• [EXERCISE DETAILS] How many lines of the listing below contain the word "road"? Give only the number.
-------
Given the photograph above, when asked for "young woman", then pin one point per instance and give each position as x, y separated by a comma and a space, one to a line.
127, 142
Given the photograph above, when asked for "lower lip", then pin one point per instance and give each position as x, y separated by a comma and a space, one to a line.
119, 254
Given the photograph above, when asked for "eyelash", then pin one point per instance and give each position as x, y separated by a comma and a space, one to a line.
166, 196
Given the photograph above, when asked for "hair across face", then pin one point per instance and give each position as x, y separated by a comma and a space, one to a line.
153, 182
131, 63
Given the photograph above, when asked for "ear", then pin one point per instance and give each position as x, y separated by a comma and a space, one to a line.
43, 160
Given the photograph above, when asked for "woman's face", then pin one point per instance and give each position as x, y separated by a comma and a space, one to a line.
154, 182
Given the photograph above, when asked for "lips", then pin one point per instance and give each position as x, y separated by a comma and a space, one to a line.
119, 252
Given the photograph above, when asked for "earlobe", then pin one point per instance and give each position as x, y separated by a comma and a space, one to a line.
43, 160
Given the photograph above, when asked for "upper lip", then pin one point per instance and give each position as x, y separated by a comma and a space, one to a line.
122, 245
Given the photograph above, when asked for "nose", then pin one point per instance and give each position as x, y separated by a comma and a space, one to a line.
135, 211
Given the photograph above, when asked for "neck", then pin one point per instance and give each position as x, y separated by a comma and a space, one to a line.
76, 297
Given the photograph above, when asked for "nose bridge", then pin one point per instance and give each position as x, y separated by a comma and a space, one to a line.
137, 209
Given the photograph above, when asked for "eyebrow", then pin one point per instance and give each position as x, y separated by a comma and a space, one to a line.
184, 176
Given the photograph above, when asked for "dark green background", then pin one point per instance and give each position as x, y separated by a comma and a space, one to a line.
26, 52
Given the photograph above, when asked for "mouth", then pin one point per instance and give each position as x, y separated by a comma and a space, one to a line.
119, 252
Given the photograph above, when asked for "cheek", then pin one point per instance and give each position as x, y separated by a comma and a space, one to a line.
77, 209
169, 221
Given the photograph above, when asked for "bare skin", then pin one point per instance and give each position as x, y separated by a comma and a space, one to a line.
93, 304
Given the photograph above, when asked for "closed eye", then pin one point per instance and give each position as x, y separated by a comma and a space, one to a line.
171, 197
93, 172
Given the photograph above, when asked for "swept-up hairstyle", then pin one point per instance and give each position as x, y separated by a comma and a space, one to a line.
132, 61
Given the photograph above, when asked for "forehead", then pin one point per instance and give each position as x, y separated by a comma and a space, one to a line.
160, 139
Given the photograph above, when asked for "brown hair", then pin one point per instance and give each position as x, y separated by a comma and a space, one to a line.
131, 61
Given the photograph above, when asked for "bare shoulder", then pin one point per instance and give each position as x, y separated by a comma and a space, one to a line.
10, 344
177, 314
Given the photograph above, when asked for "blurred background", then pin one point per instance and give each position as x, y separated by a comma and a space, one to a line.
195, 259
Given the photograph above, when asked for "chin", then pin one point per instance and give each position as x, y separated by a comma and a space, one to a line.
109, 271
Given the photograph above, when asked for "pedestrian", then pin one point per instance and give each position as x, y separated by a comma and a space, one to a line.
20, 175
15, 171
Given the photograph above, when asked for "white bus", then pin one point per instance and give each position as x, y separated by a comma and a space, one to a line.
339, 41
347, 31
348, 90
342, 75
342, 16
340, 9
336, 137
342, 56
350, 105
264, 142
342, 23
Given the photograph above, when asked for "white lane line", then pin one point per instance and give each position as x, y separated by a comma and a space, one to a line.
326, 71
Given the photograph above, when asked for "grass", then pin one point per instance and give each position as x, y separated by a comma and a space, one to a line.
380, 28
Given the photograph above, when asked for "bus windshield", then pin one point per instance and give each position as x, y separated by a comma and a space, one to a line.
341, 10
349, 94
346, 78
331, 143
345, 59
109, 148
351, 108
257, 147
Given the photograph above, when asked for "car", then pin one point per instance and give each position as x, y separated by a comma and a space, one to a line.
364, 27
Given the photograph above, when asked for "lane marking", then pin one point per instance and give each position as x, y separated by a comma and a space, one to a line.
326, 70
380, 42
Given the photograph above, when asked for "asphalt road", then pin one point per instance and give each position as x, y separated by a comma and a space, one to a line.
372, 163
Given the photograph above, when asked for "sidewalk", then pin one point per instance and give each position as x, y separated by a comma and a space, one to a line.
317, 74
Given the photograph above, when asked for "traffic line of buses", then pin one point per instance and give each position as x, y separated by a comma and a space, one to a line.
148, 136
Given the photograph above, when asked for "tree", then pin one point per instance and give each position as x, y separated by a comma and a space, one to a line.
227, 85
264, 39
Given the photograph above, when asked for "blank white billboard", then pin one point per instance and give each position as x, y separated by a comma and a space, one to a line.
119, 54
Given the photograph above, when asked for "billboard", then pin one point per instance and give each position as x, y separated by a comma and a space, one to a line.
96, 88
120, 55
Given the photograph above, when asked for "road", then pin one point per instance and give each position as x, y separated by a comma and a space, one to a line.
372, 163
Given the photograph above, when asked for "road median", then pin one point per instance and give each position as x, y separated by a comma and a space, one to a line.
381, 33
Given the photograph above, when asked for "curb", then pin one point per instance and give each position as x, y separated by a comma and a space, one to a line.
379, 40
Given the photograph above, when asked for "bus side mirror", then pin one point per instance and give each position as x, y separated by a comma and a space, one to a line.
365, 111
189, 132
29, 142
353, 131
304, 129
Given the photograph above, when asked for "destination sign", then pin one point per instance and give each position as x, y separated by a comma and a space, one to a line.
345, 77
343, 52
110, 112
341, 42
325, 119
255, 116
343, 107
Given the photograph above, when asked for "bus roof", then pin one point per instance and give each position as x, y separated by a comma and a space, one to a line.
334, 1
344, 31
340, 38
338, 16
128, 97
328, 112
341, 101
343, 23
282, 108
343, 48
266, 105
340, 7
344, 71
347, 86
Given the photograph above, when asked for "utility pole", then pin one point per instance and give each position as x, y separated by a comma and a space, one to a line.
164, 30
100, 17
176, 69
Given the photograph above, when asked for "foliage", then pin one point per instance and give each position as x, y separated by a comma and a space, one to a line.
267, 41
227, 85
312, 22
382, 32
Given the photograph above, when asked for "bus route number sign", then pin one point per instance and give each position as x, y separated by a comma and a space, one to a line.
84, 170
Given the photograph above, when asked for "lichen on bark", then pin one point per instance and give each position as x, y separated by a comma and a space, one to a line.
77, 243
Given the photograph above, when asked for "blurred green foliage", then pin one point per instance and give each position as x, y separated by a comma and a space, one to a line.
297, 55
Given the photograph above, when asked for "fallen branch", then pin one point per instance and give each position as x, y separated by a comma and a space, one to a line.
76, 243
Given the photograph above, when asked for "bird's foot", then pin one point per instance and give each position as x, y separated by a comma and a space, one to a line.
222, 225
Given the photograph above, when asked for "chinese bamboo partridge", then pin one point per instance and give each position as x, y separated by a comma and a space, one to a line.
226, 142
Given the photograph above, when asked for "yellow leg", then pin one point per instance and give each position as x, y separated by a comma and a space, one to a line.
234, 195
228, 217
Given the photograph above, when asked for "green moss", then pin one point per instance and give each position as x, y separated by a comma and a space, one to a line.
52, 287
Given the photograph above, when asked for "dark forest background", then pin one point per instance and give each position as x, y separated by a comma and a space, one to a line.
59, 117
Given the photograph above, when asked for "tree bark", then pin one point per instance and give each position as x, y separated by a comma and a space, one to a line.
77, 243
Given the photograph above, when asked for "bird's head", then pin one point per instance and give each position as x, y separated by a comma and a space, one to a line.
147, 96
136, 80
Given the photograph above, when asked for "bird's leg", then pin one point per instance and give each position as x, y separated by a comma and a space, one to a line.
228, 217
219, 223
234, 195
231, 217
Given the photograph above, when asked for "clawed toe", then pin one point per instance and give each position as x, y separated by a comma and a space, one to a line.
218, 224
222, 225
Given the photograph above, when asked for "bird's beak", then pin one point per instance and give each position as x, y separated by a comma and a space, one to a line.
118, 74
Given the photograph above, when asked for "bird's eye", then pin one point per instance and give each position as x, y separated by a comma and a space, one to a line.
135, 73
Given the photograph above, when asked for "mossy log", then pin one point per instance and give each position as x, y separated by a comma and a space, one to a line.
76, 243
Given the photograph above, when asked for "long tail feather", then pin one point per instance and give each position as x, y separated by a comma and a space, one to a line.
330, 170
-------
• [FINAL RESULT] 3